Quote the data below in full, please, without altering anything.
>> begin
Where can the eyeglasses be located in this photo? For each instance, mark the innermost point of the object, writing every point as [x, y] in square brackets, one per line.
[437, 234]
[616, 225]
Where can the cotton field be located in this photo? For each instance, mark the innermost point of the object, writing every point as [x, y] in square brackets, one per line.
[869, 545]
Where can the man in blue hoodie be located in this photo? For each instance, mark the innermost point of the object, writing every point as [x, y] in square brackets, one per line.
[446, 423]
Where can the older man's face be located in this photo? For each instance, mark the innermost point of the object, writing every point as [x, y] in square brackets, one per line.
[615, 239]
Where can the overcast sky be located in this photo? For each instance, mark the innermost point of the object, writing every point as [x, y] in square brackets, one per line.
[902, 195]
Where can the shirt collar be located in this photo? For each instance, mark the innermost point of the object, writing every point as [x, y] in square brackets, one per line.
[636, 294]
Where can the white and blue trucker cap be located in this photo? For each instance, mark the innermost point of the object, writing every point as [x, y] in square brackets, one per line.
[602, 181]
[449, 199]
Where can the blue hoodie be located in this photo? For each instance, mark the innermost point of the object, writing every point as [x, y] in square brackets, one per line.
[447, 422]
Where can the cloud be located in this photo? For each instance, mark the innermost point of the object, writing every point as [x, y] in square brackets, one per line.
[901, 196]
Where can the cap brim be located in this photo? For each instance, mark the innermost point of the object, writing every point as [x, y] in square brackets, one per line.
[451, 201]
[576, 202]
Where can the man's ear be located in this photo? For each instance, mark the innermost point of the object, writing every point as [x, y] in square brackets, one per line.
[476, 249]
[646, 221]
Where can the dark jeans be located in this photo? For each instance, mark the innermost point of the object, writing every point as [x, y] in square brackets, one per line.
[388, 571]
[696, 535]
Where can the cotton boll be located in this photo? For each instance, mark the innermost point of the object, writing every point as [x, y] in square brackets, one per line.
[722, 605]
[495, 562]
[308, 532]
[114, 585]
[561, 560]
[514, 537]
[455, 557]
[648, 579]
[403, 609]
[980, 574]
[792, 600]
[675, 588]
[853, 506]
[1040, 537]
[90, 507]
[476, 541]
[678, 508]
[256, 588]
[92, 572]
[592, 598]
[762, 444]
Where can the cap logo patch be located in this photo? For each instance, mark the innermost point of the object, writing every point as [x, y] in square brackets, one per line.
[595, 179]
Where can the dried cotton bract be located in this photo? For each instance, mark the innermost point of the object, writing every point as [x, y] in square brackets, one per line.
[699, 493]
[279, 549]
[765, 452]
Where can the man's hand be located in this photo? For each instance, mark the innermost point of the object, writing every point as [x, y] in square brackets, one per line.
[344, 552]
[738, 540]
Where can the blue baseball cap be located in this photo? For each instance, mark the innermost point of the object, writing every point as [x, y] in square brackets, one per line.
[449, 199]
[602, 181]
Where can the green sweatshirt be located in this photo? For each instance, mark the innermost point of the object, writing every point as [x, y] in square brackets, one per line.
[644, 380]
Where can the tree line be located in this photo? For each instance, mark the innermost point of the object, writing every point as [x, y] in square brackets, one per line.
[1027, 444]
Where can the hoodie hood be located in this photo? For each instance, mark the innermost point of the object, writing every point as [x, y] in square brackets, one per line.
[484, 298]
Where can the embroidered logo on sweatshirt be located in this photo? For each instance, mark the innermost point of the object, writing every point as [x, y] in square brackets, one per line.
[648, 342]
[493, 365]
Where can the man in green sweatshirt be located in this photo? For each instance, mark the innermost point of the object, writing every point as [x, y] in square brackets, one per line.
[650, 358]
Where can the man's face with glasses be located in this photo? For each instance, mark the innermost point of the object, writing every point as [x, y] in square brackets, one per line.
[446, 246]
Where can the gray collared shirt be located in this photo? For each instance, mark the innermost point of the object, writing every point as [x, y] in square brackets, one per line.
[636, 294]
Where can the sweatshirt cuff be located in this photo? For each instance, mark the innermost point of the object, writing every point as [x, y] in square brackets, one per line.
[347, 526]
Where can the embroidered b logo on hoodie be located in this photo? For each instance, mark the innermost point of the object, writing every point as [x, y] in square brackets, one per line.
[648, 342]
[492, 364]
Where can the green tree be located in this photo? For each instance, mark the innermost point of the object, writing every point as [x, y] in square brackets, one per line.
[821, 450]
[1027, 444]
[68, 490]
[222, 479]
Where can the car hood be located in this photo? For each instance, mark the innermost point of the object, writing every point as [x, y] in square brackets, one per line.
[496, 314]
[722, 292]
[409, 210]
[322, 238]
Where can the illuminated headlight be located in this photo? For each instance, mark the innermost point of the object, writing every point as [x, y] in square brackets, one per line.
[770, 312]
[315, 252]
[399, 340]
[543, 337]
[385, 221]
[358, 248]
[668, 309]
>> end
| Reply to the task |
Where can the eyeglasses be located in this photo? For each instance, mark the innermost point of the object, writing every point as [x, y] in square brackets, one per line.
[437, 234]
[616, 225]
Where can the cotton field be located in this photo? For each instance, mark the innermost point of the object, writing every point as [x, y] in square brackets, one per line.
[869, 545]
Where can the man in blue hoodie be located in this photo? For each instance, mark the innermost point of the object, writing every point as [x, y] in square brackets, one per line.
[446, 423]
Where can the older man's face be located in this photo? For each instance, mark the innermost point of the object, writing every point as [x, y] in square brackets, one per line.
[615, 239]
Where can the overcast sky be located in this photo? For each instance, mark the innermost point of the object, writing every point as [x, y] in square brackets, one per line.
[902, 195]
Where can the shirt collar be located in this photo? For each instance, mark the innermost point of the object, writing every point as [x, y] in square brackets, one per line.
[636, 294]
Where can the white and blue trucker cap be located in this photo? For each instance, mark the innermost point of the object, writing every point as [x, y] in square brackets, one per line.
[602, 181]
[449, 199]
Where can the blue hoodie be located in this photo? For each instance, mark the innermost point of the object, writing every point as [x, y] in square brackets, one per line.
[447, 422]
Where can the cloud be located in this photo? For each instance, mark the innermost point of the object, writing every point as [x, y] in square brackets, one per line.
[901, 196]
Where can the cap brim be located in this photo? For each instance, mark the innermost point of the object, writing every point as [x, y] in square brackets, one per line.
[451, 201]
[576, 202]
Where can the man's ear be located in this photo? For each instance, mark the innermost point of the object, writing every point as [x, y] in square brackets, one per line.
[476, 249]
[646, 221]
Where can the dark jeans be located in this photo? For each instance, mark the innermost point of the object, writing every point as [x, y] in square brackets, one per line.
[388, 571]
[696, 535]
Where can the cotton boll be located in this photo? For each instance, mark the innermost point of the object, writing every point as [x, y] in square brackets, one per line.
[722, 605]
[495, 562]
[308, 532]
[114, 585]
[561, 560]
[514, 537]
[455, 557]
[648, 579]
[403, 609]
[980, 574]
[792, 600]
[675, 588]
[853, 506]
[1040, 537]
[90, 507]
[476, 541]
[678, 508]
[256, 588]
[92, 572]
[592, 598]
[762, 444]
Where can the cap logo patch be located in this photo? For each instance, mark the innermost point of the object, writing every point as [x, y] in square brackets, one per line.
[595, 179]
Where can the dried cotton bract be located in this photo? For each instance, mark the innermost point of the object, writing every point as [x, y] in square brackets, one per line.
[699, 493]
[279, 549]
[765, 452]
Where can the man's hand be located in this photo? For each instance, mark the innermost point of the object, writing every point as [x, y] in square brackets, one per line.
[344, 552]
[738, 540]
Where can the blue baseball cap be located in this photo? For each instance, mark the innermost point of the object, writing every point as [x, y] in square brackets, one per line.
[449, 199]
[602, 181]
Where can the green sweatshirt be located in this photo? For each instance, mark the innermost point of the object, writing every point as [x, y] in square brackets, one per line.
[644, 380]
Where can the tree line be located in this photo? For each instance, mark the innermost point of the object, writing every point as [x, y] in square brackets, one per line.
[1027, 444]
Where can the hoodie hood be located in this photo? For each instance, mark the innermost point of the object, writing every point as [x, y] in square brackets, one per line.
[484, 298]
Where can the embroidered logo on sweatshirt be located in this photo? For each instance, mark the innermost point of the object, writing every point as [x, y] in square brackets, one per line.
[648, 342]
[493, 365]
Where can the man in green sweatshirt be located in this photo? For each instance, mark the innermost point of the object, writing every point as [x, y] in square brackets, one per line.
[650, 358]
Where can the man's face with glasses be located in this photo? For each instance, mark the innermost point of the object, writing every point as [x, y] in square brackets, one per line.
[446, 246]
Where can the gray collared shirt be located in this photo? For each instance, mark the innermost point of the object, writing every point as [x, y] in square brackets, one per line.
[636, 294]
Where can the sweatshirt cuff be located in this photo? For each instance, mark the innermost point of the object, writing every point as [x, y] in square brackets, one per line.
[347, 526]
Where can the embroidered b logo on hoodie be located in this photo? For each instance, mark the innermost point of the object, writing every point as [x, y] in square brackets, one per line.
[648, 342]
[492, 364]
Where can the green tree be located in this photo? For each instance, mark the innermost point of the object, writing every point as [x, y] in square brackets, one per line.
[821, 450]
[1027, 444]
[68, 490]
[222, 479]
Where can the car hood be located in this photo? For each instance, mark the innermost point of the object, writing every point as [x, y] in square brackets, one per line.
[496, 314]
[722, 292]
[409, 210]
[322, 238]
Where can the illuminated headlight be located in this photo? For each instance, mark the innermost point of the object, writing every point as [x, y] in square brackets, one per line.
[770, 312]
[315, 252]
[399, 340]
[543, 337]
[385, 221]
[358, 248]
[668, 309]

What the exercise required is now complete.